◆ **Raw data**
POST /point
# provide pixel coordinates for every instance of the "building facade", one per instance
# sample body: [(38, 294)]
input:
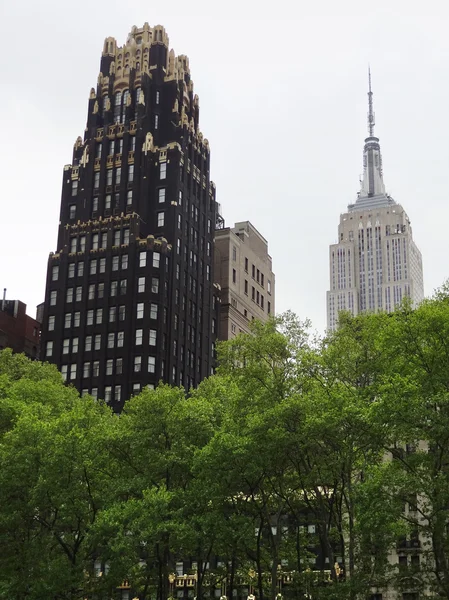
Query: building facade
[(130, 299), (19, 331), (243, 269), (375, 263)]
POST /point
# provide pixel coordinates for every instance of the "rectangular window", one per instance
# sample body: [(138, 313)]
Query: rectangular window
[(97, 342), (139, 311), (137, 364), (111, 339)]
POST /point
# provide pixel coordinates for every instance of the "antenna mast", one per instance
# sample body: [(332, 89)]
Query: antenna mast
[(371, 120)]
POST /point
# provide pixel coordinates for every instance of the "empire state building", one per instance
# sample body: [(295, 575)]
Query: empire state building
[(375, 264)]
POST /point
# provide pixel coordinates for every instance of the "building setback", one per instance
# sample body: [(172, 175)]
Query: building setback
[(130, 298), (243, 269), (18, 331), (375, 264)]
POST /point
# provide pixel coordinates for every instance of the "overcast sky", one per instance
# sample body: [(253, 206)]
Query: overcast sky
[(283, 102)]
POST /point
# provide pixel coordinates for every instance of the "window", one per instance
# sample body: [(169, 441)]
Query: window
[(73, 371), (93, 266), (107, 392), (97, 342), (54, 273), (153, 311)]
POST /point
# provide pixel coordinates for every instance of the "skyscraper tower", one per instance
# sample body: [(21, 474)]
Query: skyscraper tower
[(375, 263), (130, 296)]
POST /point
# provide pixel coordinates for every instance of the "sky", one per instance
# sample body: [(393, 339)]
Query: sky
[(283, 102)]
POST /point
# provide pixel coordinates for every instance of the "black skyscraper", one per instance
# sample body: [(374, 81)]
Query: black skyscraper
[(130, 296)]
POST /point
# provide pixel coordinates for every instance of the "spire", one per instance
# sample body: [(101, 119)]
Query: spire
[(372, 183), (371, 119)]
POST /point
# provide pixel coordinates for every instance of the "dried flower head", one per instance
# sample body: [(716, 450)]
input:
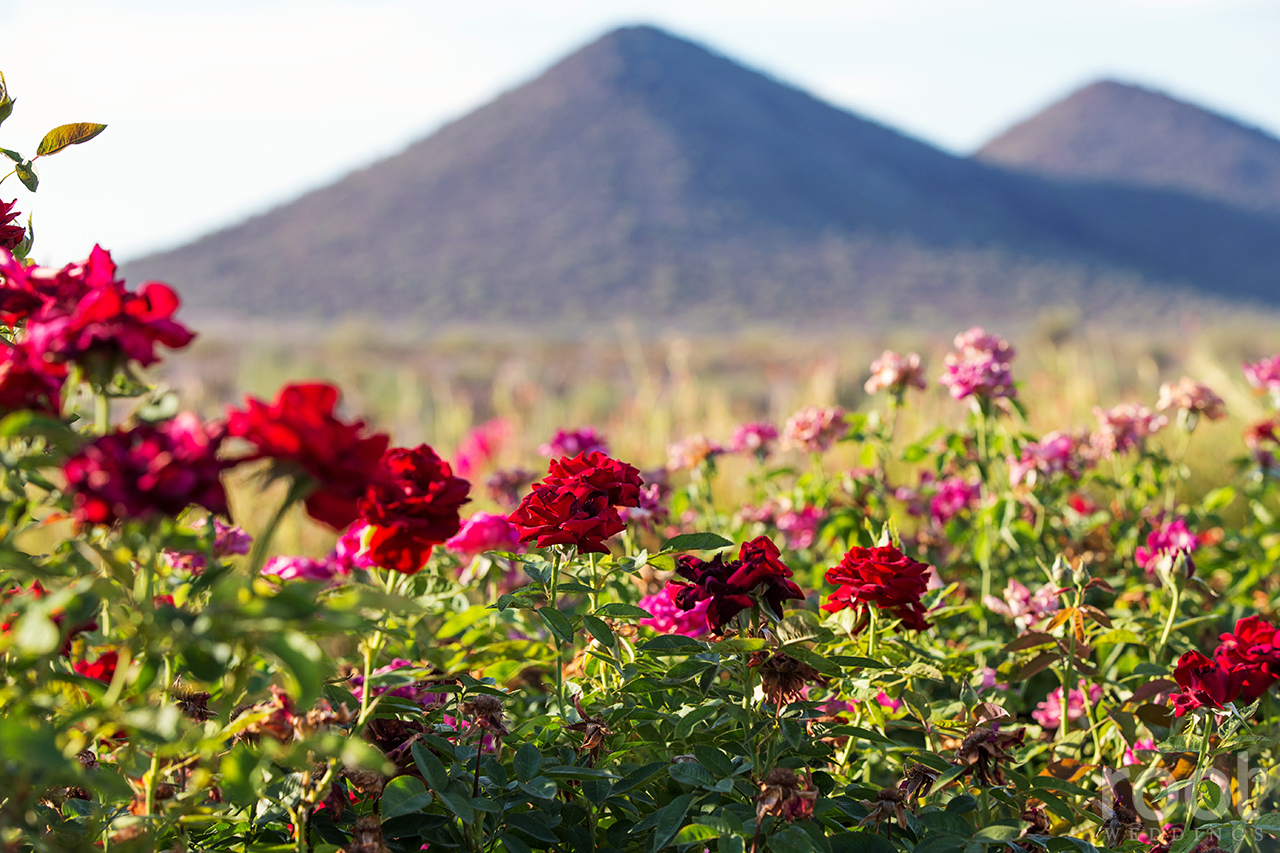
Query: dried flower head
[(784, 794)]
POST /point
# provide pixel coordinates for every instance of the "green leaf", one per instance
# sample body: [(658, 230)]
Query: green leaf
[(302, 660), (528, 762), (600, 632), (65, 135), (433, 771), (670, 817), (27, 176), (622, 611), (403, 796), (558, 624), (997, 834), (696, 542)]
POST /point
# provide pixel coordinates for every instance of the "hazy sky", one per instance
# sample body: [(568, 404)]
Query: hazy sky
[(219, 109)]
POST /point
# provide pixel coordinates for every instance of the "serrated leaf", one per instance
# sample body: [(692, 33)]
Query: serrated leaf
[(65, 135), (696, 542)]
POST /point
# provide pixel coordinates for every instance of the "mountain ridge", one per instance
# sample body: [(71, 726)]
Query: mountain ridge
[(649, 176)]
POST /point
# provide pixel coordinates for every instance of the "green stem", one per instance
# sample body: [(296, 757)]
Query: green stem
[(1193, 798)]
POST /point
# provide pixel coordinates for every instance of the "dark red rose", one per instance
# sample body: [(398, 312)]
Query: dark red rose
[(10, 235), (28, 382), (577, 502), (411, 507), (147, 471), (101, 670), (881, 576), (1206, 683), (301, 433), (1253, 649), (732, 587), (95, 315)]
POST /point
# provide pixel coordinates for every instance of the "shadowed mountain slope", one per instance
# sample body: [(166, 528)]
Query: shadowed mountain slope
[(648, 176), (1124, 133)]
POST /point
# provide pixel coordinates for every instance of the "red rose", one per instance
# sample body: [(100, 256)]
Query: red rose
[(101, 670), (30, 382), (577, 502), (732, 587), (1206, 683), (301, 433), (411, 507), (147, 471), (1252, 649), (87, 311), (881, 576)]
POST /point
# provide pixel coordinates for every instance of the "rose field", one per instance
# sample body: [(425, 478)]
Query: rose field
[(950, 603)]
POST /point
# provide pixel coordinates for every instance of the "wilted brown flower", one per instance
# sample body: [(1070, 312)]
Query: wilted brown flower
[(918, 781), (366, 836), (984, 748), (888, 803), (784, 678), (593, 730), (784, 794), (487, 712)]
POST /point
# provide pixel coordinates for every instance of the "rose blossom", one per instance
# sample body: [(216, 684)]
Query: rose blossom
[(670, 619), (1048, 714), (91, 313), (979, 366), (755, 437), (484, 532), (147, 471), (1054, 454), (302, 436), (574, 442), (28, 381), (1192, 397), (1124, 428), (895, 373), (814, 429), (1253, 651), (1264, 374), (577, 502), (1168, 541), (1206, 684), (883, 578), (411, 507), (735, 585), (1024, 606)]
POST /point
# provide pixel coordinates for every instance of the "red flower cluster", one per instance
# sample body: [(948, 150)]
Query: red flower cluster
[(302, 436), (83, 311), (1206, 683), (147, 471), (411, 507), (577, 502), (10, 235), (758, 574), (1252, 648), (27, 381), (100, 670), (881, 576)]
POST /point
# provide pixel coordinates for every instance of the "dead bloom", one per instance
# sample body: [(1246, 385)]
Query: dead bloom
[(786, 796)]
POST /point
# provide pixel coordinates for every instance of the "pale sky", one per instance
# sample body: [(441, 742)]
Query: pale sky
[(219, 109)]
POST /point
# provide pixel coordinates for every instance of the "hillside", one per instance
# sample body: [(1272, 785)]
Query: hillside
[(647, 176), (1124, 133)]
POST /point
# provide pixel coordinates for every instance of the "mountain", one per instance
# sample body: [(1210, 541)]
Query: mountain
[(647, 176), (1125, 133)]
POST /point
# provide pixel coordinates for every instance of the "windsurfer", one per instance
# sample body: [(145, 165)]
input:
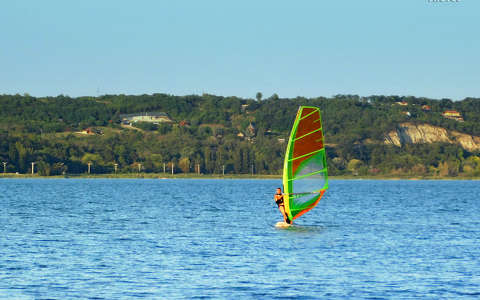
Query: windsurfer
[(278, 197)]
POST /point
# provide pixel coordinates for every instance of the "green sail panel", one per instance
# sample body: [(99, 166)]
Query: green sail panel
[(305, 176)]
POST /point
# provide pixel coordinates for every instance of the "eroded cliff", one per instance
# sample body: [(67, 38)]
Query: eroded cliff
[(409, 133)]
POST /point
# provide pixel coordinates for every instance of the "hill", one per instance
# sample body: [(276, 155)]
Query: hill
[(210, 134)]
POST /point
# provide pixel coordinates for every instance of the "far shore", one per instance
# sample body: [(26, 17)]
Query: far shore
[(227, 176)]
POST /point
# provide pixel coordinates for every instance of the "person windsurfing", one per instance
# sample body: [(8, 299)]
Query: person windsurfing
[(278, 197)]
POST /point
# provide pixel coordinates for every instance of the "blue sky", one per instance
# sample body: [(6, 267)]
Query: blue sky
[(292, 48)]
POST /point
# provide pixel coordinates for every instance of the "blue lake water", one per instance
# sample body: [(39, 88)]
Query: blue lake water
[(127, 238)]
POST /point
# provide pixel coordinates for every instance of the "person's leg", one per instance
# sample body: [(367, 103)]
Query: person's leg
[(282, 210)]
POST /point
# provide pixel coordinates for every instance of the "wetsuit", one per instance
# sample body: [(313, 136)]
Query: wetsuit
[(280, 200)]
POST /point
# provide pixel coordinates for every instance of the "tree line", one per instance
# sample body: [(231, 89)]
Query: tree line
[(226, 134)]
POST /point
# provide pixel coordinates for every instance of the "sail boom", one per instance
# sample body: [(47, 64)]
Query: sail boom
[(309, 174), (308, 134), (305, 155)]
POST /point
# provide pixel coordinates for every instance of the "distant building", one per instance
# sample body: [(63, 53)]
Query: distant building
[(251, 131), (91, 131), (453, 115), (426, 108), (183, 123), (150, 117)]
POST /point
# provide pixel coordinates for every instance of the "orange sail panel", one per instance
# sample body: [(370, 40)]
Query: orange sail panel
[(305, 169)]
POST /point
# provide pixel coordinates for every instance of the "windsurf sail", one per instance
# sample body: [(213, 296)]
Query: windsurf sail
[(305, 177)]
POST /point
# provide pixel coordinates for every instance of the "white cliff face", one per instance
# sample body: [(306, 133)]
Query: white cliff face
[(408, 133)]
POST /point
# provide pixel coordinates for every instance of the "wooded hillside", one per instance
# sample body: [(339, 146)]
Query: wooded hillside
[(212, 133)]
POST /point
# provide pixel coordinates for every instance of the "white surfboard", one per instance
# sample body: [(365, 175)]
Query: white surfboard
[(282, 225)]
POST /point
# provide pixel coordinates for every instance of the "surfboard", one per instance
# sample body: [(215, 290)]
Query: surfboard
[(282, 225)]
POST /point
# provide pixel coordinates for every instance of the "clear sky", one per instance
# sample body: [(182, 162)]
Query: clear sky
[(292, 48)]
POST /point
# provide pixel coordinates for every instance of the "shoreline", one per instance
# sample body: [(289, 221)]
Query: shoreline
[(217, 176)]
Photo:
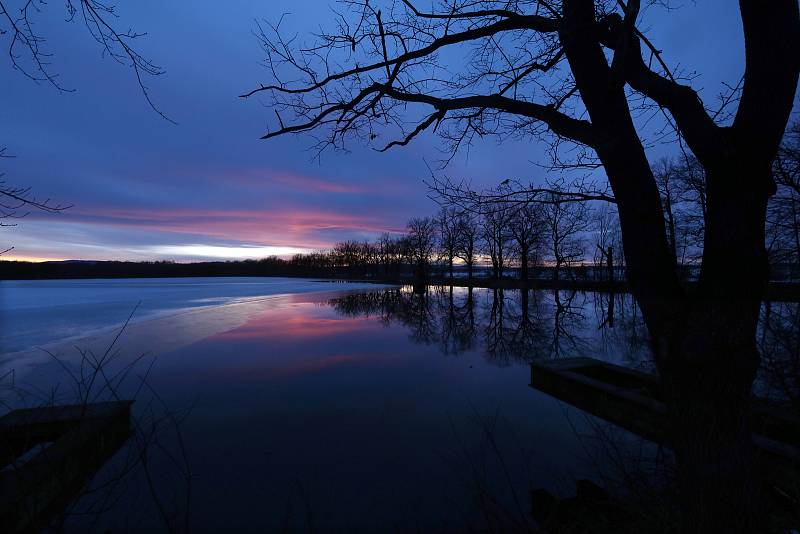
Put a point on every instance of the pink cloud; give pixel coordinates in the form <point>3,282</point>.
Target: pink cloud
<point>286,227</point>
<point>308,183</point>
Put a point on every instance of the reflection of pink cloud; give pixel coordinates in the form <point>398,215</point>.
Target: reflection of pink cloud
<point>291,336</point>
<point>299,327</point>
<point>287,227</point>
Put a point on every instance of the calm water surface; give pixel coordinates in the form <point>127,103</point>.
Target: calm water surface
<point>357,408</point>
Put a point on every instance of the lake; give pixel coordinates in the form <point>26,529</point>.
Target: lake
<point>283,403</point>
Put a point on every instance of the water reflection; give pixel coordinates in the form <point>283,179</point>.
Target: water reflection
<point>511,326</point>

◆ **Directions**
Print exactly the lines of the listing above starting at the line containing "Query: dark red rose" and ending at the line containing "# sample body: [(100, 256)]", both included.

◆ **Solution for this task**
Query: dark red rose
[(10, 235), (28, 382), (577, 502), (411, 507), (147, 471), (101, 670), (881, 576), (1206, 683), (301, 433), (1253, 649), (732, 587), (95, 315)]
POST /point
# provide pixel coordinates for every instance of the "shadowed mountain slope", one per instance
# sample body: [(166, 528)]
Query: shadowed mountain slope
[(648, 176), (1124, 133)]
POST /point
# provide pixel coordinates for every instance of the "red rose", one per instance
# sample body: [(100, 256)]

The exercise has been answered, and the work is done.